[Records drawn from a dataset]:
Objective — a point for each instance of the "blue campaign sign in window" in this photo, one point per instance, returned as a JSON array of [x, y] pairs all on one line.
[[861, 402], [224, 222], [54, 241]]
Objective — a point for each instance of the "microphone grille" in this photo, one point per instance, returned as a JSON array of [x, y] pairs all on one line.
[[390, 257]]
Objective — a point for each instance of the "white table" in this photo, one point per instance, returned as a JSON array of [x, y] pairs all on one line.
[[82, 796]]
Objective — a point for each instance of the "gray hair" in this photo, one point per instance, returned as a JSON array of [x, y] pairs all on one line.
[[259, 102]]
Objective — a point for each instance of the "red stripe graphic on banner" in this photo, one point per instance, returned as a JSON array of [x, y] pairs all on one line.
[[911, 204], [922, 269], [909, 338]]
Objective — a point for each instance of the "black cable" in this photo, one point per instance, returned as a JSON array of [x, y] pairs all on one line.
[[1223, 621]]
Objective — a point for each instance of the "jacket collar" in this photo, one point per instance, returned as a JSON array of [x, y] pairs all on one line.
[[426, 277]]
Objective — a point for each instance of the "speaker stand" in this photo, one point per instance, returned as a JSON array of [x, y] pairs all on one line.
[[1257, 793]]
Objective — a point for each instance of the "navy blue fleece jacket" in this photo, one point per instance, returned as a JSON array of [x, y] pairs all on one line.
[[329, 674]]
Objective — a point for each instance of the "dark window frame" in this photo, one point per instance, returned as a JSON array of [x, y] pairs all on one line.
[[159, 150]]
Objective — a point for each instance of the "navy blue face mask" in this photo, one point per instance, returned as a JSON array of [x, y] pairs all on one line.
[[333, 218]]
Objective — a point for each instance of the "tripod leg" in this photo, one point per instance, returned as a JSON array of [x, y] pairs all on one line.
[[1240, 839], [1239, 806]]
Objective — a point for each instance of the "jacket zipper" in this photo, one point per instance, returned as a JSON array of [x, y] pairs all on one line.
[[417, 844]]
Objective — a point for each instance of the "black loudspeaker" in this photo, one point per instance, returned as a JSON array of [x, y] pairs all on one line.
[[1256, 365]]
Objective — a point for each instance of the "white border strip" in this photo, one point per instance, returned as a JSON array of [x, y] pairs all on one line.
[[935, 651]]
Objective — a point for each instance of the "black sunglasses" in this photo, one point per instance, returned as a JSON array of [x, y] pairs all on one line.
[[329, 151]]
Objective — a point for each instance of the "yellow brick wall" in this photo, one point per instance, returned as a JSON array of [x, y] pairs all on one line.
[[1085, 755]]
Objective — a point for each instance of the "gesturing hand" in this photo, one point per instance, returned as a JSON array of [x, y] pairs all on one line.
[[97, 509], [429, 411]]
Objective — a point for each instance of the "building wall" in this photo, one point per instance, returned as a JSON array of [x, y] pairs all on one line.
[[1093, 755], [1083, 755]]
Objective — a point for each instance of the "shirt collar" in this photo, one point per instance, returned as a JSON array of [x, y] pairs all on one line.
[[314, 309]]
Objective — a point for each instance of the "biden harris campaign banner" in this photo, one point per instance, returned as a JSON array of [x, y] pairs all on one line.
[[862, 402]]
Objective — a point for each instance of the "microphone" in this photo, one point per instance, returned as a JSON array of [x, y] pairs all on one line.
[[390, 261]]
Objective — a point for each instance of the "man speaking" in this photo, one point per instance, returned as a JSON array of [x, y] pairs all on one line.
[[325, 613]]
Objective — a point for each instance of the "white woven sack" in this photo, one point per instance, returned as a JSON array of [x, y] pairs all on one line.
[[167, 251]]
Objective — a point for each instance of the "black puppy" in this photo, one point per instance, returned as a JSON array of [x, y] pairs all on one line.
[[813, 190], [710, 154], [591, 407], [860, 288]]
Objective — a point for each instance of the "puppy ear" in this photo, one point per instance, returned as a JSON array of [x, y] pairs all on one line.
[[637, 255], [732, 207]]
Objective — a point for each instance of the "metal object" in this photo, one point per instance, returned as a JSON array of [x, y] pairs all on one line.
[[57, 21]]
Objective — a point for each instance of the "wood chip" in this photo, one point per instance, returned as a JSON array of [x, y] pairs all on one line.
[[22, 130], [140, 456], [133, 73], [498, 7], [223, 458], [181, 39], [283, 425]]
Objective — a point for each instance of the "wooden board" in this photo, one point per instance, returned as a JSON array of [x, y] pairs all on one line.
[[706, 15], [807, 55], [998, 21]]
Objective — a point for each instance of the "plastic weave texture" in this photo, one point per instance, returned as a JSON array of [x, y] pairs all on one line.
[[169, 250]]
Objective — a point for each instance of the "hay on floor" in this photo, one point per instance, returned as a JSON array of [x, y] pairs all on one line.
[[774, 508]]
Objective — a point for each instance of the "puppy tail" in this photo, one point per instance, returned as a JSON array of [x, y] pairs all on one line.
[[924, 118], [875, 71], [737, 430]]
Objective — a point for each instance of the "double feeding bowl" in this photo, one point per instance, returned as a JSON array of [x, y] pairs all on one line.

[EXERCISE GOAL]: Write all the data out again, word for word.

[EXERCISE ANSWER]:
Objective — a point for each instance of the "blue campaign sign in window" in this photo, one point per instance, returned as a JSON array of [x, y] pairs all on one line.
[[861, 402], [224, 222], [54, 241]]
Objective — a point for each instance of the "microphone grille" in this photo, one point per instance, returned as a JSON array of [x, y] pairs all on one line.
[[390, 257]]
Objective — a point for each instance of the "white table" in this photo, one point per instance, returned as a JSON array of [x, y] pairs all on one line.
[[82, 796]]
Objective — a point for each instance of the "gray hair" in this photo, one point per instance, returned as a JSON array of [x, y] pairs all on one line.
[[259, 102]]
Objective — a point for each instance of the "red stripe graphic on banner" in this photo, one point per instance, returned as a JSON array of [x, y] pairs all on one line.
[[911, 204], [922, 269], [909, 338]]
Objective — a point for each instance of the "black cable" in this photo, one point per instance, returned as a JSON array of [x, y] pairs all on one line.
[[1223, 621]]
Objective — a point for each instance of the "jacket collar" in this photo, one point per instance, returned as a JSON array of [x, y] pairs all on one line.
[[426, 277]]
Objective — a point for each instance of the "speaker stand" in this photo, one point per instance, returned as a JSON array of [x, y] pairs all on one line.
[[1257, 793]]
Objective — a point for each instance of the "navy blue fleece jacket" in this photo, one point per instance, returned as a JSON array of [x, y] pairs all on one line.
[[329, 674]]
Objective — a point for each instance of the "dark window frame" in this photo, one point per instance, returned as a JSON array of [x, y] pairs all on one line.
[[159, 150]]
Objective — a point for each instance of the "navy blue face mask" in this photo, one point per instance, returned as a JSON array of [x, y] pairs all on one line.
[[333, 218]]
Objective — a point for each instance of the "tripod leg" in this photo, one point per instance, returned as a JSON array of [x, y] pairs all on one line.
[[1240, 839], [1239, 806]]
Objective — a point for each instance of the "jacket zipper" in this photo, one point per instance, returned as a JSON array of [x, y] pairs all on one line.
[[417, 844]]
Objective — a point for each instance of the "black loudspeaker" in this photo, one point per instance, returned as a JSON array of [x, y] pairs all on one line.
[[1256, 365]]
Objective — a point for each instance of the "white border strip" in this photo, one point per instance, returned as a JSON array of [x, y] pairs all on one line.
[[935, 651]]
Objective — a point for each instance of the "black sunglasses" in this photo, one point per instance, returned as a JSON array of [x, y] pairs all on one line.
[[329, 151]]
Objective — a point for each instance of the "yellow brick wall" in this photo, one point per instance, returned as a JSON array of [x, y] pairs all on one line.
[[1085, 755]]
Objective — a point for each instance of the "gesturing hand" in this photo, one point per instance, returned as a JSON array of [x, y] pairs all on one line.
[[97, 509], [429, 411]]
Objective — a point for each instance of the "building wall" in this photo, one point per instance, returned as a JSON array of [x, y] pairs all on one line.
[[1093, 755], [1083, 755]]
Objective — a point for each instance of the "shirt collar" in this photo, one point per instance, returned as a JSON array of [x, y] pairs all on one line.
[[314, 309]]
Objective — a point for each instance of the "biden harris campaign banner" in this photo, one point per instance, returned as a JSON array of [x, y] pairs all on one line.
[[862, 402]]
Objective — a point for each instance of the "microphone" in this photo, one point per instance, returned as a JSON array of [x, y] pairs all on one line.
[[390, 261]]
Objective — a point for each instance of the "man speaking" in this photo, one point per instance, returned as a JSON array of [x, y] pairs all on one line.
[[325, 613]]
Objective — a point for each instance of the "white woven sack" in this photo, one point per instance, returned as a JSON array of [x, y] pairs all on one line.
[[167, 251]]
Objective — a point for each instance of the "black puppy" in this photo, one point per instance, returned as a JSON array of [x, y] pairs all on one line.
[[813, 190], [710, 154], [591, 407], [860, 288]]
Objective — a point for each instance of the "puppy ear" in this photo, one point per instance, returned as a JSON array of [x, y] pairs all on one line.
[[637, 255], [732, 207]]
Objective — a point for each instance of the "metal object" in this photo, one point per instance, returned as a JSON array of [x, y] pairs all on one line.
[[57, 21]]
Objective — a point for each instance of the "wood chip" in this photo, one point per instance, returned as a JSON array of [x, y] pairs all on one line.
[[22, 130], [140, 456], [133, 73], [498, 7], [223, 458], [181, 39], [283, 425]]
Objective — a point for each instance of the "wooden board" in this photo, one point per instance, returned as a JSON array of [x, y] pairs all on one line.
[[706, 15], [807, 55], [998, 21]]
Objective — a point for each instance of the "plastic weave texture" in this photo, one point per instance, returned as a JSON array of [x, y] pairs all on one line.
[[169, 250]]
Objective — a point for each instance of the "hay on floor" in this photo, one point per instance, returned as a JSON array of [x, y] pairs all on one line.
[[774, 508]]
Objective — a point for each instance of the "puppy tail" in this photo, one point per instance, returned as a JSON array of [x, y] pairs all on one line.
[[924, 118], [875, 71], [737, 430]]
Objective — a point for each instance of the "double feeding bowl" in this photo, one point per instance, returned as a JSON array of [x, y] pairs all on one line.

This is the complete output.